§ TASK REQUIREMENTS: Copy out the Germantown school district passage word for word, starting with "The Germantown Municipal" and going on through "formed in 2013.".

§ DOCUMENT PASSAGE:
════

The Germantown Municipal School District (GMSD) is a municipal school district serving Germantown, Tennessee, United States. The school district was formed in 2013.

The schools included in the district are Dogwood Elementary School, Forest Hill Elementary School, Farmington Elementary School, Houston Middle School, Riverdale K–8, and Houston High School. Germantown Elementary School, Germantown Middle School, and Germantown High School remain in Shelby County Schools.

With an enrollment of over 5,900 students by 2017, the district has seen huge increases in enrollment since opening its doors in 2014.  In the spring of 2016, Germantown Municipal Schools broke ground on an addition to Riverdale K-8 School.  The 64,000 square foot add-on will house the school's middle school population. Due to the enrollment numbers in the elementary school grade bands continues to grow, the school district is decided to build a new elementary school, and the school opened in the spring of 2018. The high school also saw two additions in its first year: a television studio and a new turf field.

════

§ EXTRACTED MATERIAL:
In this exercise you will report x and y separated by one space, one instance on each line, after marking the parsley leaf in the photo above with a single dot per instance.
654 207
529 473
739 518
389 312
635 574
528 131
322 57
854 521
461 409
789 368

════

§ EXERCISE RESPONSE:
The Germantown Municipal School District (GMSD) is a municipal school district serving Germantown, Tennessee, United States. The school district was formed in 2013.